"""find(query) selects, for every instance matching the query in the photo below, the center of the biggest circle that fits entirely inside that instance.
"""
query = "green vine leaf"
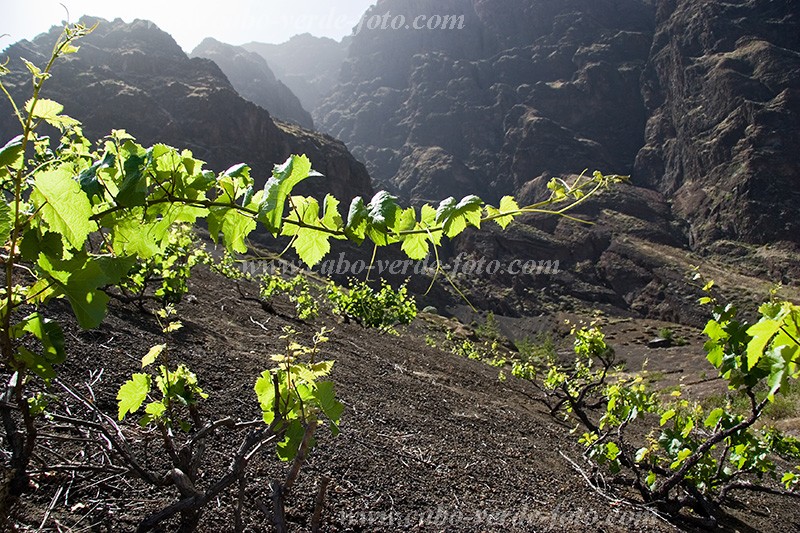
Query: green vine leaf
(279, 187)
(356, 226)
(382, 214)
(132, 394)
(507, 204)
(454, 217)
(64, 206)
(11, 154)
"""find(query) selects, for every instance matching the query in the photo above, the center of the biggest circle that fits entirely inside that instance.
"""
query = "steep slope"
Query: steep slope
(308, 65)
(135, 76)
(252, 78)
(533, 89)
(722, 89)
(429, 441)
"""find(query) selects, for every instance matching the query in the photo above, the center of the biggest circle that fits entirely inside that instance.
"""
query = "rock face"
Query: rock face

####################

- **YOUR TASK**:
Can you restate all the records above word for word while dropping the pictures?

- **SOLUTION FOR THIS EXERCISE**:
"""find(query) selects, for every instance matching the query in the photo below, the center of the biggest circle that fits entirely inside that instance.
"""
query = "green vine leaf"
Query: green vine leaf
(279, 187)
(356, 226)
(382, 214)
(132, 394)
(507, 204)
(454, 217)
(64, 206)
(11, 154)
"""find(query) selects, for every instance matching the query in the photo above, the center of the biggest circle that fits entirely inside that instance.
"""
query = "steep slope"
Query: steep slope
(308, 65)
(135, 76)
(252, 78)
(533, 89)
(722, 89)
(429, 441)
"""find(query) selects, for every instance matching the query in the photo above, the center of the biggest circle that fits entirely inside that instance.
"""
query = "rock face"
Query: rock face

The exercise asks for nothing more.